• **PAGE TEXT**:
Matthew
Stibbe's Homepage Voice Recognition Software |
Headlines:
This is a review of leading voice recognition software from mid-2000.
I
have been sceptical of any claims of voice or handwriting recognition by
computers since I spent a small fortune on two Apple Newtons several years ago.
These gadgets claimed to be able to read handwriting and turn it into
text. So it was with a certain reserve that I parted with £79.99 for Lernout
and Houspie's VoiceXpress Pro and £109.99 for Dragon Systems' NaturallySpeaking
Preferred which both claim near-100% accuracy for voice recognition. I didn’t expect them to work at all.
In the event, they did deliver remarkable voice recognition - it was
almost like science fiction. What stopped them being useful business tools (yet) is something else
entirely.
Installing
both programs was easy - pop in the disk, run the usual install program and then
sit through about thirty minutes of training. Both programs have tutorials to help new users set up and use the system
and they both have training programs that help the programs get used to your
voice and PC set-up. Both systems require you to use a headset with an earphone and a mike -
with the result that one looks a bit like a phone operator. The Dragon Systems one is better because has a bendable mike boom which
makes it easier to position. Positioning turns out to be vital as I found out later.
Once the programs are installed you can begin dictation straight away. At first it seems almost amazing - you say something and it comes up on
the screen in text a few seconds after you said it.
Disappointment
sets in almost immediately afterwards, however. At the first hesitation - a natural 'umm' in your speech - a spurious
word appears. Go a bit too fast or a bit too slow or use a unusual word (although they
have vast dictionaries they don't include every word and you have to teach them
new words individually) and they start to display gobbledegook. Position the microphone a few millimetres away from the correct position
and accuracy drops dramatically. And heaven help you if you have to take the headset off to answer the
phone and then put it back on again - adjusting it takes a few seconds each
time. It's a bit like giving dictation to a foreigner who has a perfect
knowledge of half the dictionary but no understanding of grammar and who can
only hear you if they stand exactly five inches to your left but nowhere else.
It's amazing when it works but not much use.
All
of this means that you have to spend a lot of time checking and correcting work.
It is possible to do this by voice. You say things like "go to the beginning of the line, select 'to
whom it may concern', delete that", but these commands are subject to the
same risks of misunderstanding as dictation. When either program gets confused between commands and dictation the
screen rapidly fills up with all kinds of nonsense. This
brings you quickly back to editing by eye and keyboard and undermines confidence
in the whole system.

• **GIVEN REQUEST A**:
Answer these from the voice recognition review:
(i) What price was paid for VoiceXpress Pro?
(ii) Roughly how long does the training take during installation?
(iii) What makes the Dragon Systems headset the better one?
• **GIVEN REQUEST B**: Translate this sentence from the voice recognition review into Spanish: "Once the programs are installed you can begin dictation straight away."
• **GIVEN REQUEST C**: Pick up the voice recognition review after its final sentence and continue it.
The items after this text aren't needed for the work here.

• **RAW RECORDS**:
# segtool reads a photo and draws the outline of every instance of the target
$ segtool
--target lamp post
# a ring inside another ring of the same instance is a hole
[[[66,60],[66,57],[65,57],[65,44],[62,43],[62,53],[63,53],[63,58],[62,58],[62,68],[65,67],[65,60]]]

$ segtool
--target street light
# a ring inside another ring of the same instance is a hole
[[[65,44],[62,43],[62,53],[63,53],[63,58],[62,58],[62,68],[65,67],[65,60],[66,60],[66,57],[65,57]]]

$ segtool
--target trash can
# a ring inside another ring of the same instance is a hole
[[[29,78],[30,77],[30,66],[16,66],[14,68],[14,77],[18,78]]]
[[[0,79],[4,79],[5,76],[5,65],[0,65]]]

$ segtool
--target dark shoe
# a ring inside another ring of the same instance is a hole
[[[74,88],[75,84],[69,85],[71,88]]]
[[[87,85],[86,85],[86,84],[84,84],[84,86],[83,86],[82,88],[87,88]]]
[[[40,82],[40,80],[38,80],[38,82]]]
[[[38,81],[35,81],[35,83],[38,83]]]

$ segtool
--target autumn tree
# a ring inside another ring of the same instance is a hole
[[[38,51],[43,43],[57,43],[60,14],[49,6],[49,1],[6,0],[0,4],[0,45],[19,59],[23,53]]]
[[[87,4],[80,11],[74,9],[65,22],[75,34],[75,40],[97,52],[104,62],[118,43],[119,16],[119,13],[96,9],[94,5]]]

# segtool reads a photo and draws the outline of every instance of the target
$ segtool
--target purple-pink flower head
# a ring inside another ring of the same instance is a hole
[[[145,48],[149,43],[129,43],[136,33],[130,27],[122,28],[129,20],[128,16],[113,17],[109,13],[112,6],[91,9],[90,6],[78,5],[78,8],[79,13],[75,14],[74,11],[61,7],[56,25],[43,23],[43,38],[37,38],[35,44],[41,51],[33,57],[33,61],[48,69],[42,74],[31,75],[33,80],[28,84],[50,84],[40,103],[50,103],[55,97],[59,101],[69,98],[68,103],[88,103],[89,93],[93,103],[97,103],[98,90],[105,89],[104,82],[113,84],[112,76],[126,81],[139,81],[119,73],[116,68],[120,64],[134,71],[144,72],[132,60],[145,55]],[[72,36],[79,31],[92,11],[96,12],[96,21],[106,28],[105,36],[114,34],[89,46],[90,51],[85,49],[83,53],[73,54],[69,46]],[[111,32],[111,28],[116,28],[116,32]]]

• **REPLY A**:
(i) £79.99
(ii) About thirty minutes
(iii) It has a bendable mike boom, which makes it easier to position.

• **REPLY B**: Una vez instalados los programas, se puede empezar a dictar de inmediato.

• **REPLY C**:
For
me, the final nail in the coffin for these programs is the way in which they are
integrated into the operating system and Microsoft Office, or more to the point,
the way that they are not integrated. Firstly, both programs take an age to load, even on a fast Pentium PC
with lots of memory. NaturallySpeaking provides a sort of dictation pad - a simple word
processor - but if you want to dictate directly into Word or Outlook it uses a
slightly different approach and the recognition accuracy seems to drop
dramatically. VoiceExpress is better in this regard but hogs a large chunk of screen
real estate with its menu bar which is the same size as the Windows 95 Taskbar.
Both
programs seem more or less equal in terms of actual recognition ability and both
offer an equally long list of back-of-the-box features and both suffer from the
same fundamental problems. I think that, in its present form, dictation software would work for
people who can't or won't type and I would imagine it is a boon for the
dyslexic. It may also work better if you're used to giving dictation - I am not.
For anyone else, I would advise waiting until the usability gets better. It seems to me the difficult problem - the recognition - has been solved
and it is only a question of integration, user interface design and putting a
bit more smarts into the grammar side of things to make it all work. I would also like a voice recognition system that didn't require a
headset but I suppose this might not work in an open plan office with everyone
talking at once.
These
programs are a remarkable triumph of computer science. However, they only show us how much more we need to do in order to turn
computer speech recognition into speech understanding. Until this happens, I would recommend getting a secretary or learning to
type!